◆ What this task involves
Collect every line of the data below that contains the string "photographer". Only matches with identical uppercase and lowercase letters count.

◆ Excerpted records
*-*-*

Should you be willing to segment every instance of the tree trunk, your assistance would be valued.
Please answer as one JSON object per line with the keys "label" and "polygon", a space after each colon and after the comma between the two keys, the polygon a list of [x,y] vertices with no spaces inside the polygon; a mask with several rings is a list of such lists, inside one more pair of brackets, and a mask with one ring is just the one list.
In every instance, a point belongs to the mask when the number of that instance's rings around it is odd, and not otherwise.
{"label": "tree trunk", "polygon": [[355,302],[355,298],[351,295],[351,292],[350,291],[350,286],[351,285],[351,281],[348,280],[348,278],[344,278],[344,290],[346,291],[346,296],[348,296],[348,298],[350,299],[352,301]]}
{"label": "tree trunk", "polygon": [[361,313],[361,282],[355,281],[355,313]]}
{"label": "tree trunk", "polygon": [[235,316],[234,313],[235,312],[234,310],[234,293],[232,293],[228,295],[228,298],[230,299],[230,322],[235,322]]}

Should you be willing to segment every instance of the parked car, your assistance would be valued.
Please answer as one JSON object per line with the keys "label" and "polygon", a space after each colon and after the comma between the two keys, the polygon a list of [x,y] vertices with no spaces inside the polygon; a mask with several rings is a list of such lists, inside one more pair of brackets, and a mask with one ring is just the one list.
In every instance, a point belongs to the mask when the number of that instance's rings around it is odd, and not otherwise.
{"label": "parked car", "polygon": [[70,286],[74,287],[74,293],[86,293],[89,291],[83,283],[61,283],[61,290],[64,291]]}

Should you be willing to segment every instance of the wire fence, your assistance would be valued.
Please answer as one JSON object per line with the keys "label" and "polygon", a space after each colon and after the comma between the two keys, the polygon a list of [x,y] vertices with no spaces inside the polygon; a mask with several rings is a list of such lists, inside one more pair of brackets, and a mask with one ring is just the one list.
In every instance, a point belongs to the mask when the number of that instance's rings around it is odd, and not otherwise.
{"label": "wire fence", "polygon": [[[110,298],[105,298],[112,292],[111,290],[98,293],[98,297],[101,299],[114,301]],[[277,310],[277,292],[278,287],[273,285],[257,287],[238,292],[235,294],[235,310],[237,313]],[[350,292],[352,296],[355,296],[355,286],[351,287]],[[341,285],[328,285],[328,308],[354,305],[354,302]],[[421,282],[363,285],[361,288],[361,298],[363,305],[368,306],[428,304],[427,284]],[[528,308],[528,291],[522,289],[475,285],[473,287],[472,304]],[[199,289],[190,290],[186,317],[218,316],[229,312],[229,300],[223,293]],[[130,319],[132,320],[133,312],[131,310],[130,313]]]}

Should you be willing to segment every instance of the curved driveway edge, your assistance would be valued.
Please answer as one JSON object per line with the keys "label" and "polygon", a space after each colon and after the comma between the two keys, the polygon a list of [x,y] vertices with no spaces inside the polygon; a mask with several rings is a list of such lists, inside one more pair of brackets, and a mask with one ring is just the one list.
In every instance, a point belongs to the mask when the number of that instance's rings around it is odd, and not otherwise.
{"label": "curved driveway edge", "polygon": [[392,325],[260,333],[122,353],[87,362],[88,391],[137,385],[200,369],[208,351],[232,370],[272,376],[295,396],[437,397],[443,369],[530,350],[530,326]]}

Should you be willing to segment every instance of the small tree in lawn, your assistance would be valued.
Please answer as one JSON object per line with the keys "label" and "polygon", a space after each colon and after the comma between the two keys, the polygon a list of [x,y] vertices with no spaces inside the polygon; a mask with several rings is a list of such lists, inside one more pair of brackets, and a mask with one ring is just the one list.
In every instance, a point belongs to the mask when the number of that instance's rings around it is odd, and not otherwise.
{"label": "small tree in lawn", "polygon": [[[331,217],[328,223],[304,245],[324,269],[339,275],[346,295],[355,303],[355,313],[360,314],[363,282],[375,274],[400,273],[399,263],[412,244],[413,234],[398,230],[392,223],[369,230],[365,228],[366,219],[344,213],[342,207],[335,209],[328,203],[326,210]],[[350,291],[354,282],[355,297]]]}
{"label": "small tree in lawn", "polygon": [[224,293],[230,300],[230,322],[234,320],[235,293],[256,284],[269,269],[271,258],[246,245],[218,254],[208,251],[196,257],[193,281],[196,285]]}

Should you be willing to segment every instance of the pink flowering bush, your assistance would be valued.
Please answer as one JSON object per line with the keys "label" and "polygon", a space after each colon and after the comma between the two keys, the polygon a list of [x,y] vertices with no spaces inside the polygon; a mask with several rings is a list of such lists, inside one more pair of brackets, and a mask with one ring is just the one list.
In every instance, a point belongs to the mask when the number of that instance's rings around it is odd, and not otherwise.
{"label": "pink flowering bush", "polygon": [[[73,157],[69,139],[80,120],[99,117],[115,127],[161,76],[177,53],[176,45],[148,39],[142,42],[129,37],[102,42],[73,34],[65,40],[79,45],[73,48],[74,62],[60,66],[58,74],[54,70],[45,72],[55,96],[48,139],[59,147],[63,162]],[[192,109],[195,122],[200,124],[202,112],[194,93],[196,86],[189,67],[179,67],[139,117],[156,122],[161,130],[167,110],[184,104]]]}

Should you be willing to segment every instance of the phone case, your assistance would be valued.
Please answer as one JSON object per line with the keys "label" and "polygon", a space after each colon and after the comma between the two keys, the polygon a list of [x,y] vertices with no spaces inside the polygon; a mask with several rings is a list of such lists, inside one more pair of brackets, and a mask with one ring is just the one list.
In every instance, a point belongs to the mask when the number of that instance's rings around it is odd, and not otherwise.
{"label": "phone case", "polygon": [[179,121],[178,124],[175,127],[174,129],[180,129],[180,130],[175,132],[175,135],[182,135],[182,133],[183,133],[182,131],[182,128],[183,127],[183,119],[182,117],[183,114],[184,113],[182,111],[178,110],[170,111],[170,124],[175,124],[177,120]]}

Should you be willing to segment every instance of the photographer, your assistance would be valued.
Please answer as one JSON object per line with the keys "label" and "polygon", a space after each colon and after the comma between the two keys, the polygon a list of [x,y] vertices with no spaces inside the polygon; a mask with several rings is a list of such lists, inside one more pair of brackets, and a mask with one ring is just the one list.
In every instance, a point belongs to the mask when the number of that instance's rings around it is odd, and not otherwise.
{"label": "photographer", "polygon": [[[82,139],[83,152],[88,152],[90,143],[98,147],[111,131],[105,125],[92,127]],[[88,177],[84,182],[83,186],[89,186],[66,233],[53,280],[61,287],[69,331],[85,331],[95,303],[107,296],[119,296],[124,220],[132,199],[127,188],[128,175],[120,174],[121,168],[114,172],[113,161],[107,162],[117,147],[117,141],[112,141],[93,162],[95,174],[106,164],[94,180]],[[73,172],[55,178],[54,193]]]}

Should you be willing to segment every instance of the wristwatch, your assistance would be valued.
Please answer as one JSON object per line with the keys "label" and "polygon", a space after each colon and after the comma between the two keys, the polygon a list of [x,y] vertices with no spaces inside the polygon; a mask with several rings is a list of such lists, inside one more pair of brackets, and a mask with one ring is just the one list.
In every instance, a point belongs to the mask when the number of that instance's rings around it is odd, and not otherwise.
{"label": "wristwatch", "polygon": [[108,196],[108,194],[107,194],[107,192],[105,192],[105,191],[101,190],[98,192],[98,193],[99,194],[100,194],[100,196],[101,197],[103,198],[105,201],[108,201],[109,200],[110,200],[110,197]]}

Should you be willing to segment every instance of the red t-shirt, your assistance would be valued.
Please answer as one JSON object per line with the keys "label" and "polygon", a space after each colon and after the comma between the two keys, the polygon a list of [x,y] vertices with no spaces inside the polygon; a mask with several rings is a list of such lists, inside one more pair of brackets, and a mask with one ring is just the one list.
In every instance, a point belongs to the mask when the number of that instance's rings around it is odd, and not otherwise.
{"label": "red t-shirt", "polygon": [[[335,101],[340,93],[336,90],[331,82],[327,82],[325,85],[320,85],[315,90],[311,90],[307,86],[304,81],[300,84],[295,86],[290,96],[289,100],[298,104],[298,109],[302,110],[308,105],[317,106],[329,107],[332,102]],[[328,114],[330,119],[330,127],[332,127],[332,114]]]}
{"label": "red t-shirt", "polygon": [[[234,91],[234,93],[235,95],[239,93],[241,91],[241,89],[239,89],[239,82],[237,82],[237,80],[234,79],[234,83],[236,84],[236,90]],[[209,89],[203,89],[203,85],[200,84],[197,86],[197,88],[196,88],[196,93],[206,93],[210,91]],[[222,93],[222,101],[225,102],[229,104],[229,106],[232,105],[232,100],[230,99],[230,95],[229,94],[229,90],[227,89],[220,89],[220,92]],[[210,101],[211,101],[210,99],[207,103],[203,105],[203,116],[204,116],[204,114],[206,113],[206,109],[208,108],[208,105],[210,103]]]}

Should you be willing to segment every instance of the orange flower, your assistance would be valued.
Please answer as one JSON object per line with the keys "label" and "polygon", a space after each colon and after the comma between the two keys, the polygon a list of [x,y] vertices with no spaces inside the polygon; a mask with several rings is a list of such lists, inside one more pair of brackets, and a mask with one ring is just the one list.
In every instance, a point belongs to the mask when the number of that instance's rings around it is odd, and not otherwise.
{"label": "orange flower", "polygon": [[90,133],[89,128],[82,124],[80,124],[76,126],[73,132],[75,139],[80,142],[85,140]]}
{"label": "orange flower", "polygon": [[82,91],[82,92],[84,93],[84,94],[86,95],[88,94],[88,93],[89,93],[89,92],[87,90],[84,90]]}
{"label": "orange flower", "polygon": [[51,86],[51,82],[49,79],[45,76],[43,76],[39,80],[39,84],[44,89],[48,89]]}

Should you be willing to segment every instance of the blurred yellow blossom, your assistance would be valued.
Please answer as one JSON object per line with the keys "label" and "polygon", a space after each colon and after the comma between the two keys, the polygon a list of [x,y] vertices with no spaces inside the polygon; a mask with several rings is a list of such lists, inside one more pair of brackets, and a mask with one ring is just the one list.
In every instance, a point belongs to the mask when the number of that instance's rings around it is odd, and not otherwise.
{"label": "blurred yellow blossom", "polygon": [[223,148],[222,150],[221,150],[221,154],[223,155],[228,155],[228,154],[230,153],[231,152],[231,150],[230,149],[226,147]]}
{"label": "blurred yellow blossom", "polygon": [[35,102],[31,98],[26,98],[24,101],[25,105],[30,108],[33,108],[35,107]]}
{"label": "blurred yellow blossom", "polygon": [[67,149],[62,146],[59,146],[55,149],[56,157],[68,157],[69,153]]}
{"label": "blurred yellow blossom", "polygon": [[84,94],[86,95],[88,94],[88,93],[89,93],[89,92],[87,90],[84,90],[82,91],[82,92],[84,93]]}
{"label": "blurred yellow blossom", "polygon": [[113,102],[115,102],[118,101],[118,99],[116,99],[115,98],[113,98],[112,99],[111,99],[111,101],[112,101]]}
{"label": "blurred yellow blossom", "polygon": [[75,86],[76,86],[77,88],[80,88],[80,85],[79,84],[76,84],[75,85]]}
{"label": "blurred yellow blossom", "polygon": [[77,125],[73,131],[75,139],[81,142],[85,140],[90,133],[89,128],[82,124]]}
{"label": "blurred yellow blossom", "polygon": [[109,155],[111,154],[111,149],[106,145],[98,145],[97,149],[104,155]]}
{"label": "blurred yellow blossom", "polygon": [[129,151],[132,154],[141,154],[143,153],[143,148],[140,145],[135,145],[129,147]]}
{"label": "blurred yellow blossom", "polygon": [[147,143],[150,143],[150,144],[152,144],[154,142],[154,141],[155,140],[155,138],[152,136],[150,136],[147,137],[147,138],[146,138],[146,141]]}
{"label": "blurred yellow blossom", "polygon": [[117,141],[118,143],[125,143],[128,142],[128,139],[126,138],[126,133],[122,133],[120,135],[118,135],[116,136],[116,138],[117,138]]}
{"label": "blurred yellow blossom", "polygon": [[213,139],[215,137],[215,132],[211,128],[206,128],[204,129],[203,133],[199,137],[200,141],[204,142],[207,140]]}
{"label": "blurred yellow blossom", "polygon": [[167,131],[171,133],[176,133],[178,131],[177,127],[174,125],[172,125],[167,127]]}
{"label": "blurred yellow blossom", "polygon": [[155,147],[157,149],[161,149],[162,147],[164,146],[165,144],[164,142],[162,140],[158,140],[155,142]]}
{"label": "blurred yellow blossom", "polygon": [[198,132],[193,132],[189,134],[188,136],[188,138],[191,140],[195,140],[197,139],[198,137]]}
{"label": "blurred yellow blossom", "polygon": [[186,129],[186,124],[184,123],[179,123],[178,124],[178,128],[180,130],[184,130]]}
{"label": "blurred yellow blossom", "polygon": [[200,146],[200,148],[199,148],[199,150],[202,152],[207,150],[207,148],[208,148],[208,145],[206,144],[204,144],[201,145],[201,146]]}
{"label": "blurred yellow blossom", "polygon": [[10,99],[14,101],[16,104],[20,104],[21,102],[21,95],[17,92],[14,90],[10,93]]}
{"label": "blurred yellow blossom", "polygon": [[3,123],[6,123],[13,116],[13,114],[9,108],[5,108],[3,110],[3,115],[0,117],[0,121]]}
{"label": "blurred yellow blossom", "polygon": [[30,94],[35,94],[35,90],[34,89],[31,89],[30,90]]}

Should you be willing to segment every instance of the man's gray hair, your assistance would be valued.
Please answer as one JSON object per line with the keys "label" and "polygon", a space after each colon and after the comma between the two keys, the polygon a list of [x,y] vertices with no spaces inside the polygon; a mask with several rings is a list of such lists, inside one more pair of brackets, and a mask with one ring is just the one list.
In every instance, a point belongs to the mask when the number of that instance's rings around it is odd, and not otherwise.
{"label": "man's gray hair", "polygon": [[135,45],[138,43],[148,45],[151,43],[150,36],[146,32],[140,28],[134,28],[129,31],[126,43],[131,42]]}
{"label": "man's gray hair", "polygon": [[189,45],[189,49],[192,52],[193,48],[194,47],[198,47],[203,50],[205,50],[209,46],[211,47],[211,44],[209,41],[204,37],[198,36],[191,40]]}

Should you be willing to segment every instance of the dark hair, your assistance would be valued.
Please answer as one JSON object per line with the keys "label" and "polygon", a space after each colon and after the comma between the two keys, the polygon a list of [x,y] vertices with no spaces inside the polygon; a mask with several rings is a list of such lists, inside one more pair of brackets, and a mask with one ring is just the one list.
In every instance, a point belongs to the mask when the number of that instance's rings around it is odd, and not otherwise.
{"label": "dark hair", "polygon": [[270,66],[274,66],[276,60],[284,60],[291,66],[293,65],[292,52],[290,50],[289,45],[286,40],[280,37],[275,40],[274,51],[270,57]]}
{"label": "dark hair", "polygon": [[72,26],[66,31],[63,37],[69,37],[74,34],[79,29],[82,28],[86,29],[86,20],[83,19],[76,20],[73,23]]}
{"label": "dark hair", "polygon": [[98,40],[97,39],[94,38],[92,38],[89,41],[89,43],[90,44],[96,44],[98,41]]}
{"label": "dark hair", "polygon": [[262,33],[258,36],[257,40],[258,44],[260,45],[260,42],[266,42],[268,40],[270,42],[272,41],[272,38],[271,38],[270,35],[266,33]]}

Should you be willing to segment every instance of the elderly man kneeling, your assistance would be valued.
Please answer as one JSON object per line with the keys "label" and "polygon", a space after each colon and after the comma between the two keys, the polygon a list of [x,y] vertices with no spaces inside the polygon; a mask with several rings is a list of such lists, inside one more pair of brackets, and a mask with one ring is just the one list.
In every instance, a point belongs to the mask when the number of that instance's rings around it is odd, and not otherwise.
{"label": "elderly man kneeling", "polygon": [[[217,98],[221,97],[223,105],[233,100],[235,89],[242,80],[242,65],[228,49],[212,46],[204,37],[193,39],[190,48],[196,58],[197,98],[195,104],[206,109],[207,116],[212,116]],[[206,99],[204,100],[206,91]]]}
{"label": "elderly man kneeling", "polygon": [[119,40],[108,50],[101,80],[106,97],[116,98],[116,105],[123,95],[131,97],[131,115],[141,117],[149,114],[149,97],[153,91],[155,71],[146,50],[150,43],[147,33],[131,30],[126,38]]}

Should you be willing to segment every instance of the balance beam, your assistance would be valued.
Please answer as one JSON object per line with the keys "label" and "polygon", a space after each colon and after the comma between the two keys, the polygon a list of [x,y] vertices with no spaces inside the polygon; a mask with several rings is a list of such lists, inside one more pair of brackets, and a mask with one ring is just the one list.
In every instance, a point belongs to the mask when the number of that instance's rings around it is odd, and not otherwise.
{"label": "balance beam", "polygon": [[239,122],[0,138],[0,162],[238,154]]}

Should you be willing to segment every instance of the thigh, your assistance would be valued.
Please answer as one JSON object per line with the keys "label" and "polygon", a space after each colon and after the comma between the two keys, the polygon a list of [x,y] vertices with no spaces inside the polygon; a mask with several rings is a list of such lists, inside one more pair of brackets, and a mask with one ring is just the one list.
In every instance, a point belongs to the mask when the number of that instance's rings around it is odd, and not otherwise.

*-*-*

◆ Answer to the task
Should you be willing to segment every instance of the photographer, your assistance would be valued.
{"label": "photographer", "polygon": [[[82,139],[83,152],[88,152],[90,143],[98,147],[111,131],[105,125],[92,127]],[[88,177],[84,182],[83,186],[89,186],[66,233],[53,280],[61,287],[69,331],[85,331],[95,303],[107,296],[119,296],[124,220],[132,199],[127,188],[128,175],[120,174],[121,168],[114,172],[113,161],[107,162],[117,147],[117,141],[112,141],[93,162],[95,174],[106,164],[94,180]],[[73,172],[55,178],[54,193]]]}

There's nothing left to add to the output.